§ Material supplied

<<<<

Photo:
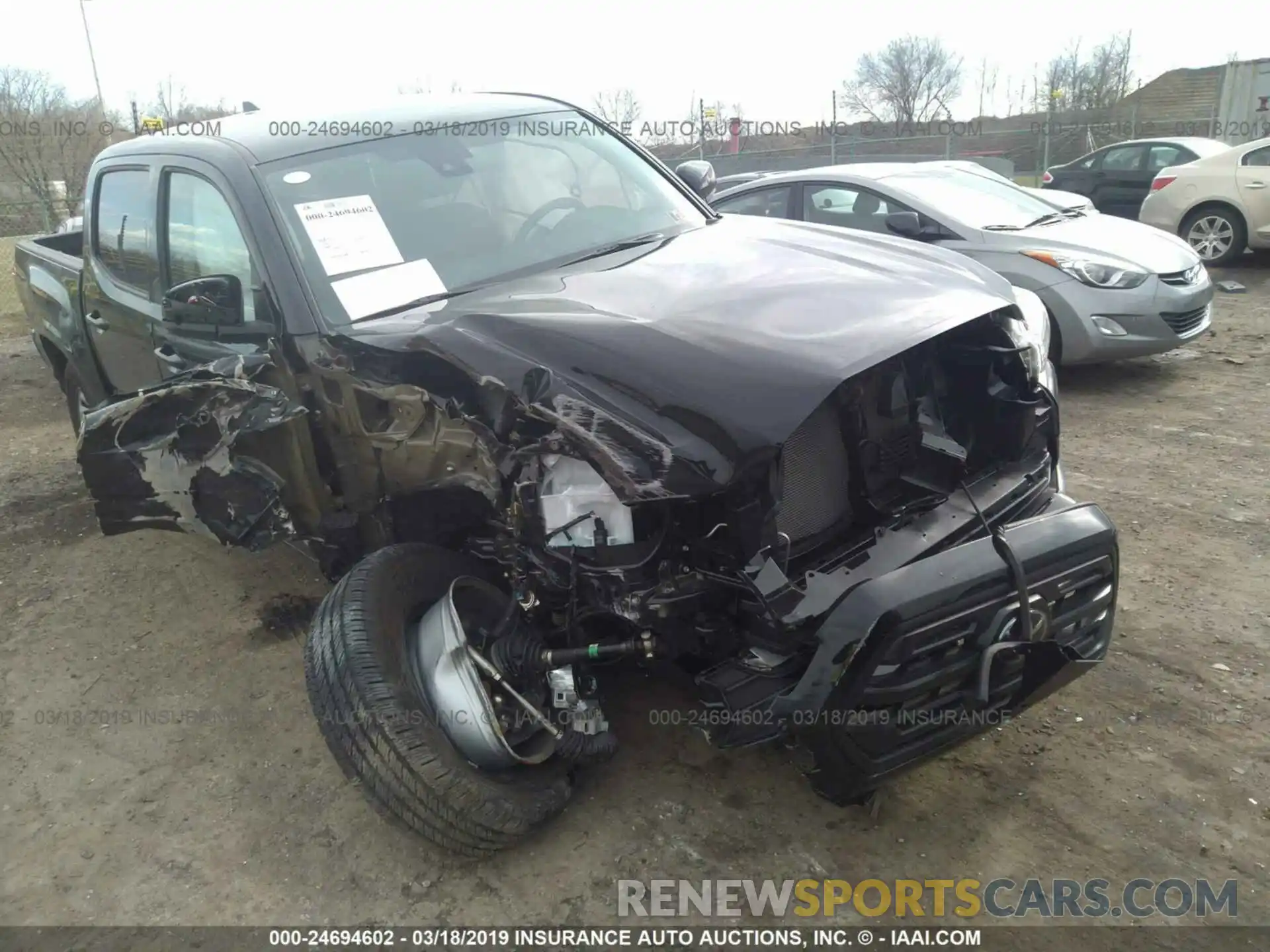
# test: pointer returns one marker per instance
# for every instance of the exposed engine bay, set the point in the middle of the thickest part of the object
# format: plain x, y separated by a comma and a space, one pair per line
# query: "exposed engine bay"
730, 586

>>>>

§ Problem to solve
With the pictures removed, set down the entire listing exactly.

§ Answer for the task
Photo:
# test: pointer returns one marker per instance
# for every instance of the exposed engine bay, set the point in the middle of the thickest part of the object
# format: plain x, y separated by a comma and a space, one pair per line
# query: "exposed engine bay"
730, 586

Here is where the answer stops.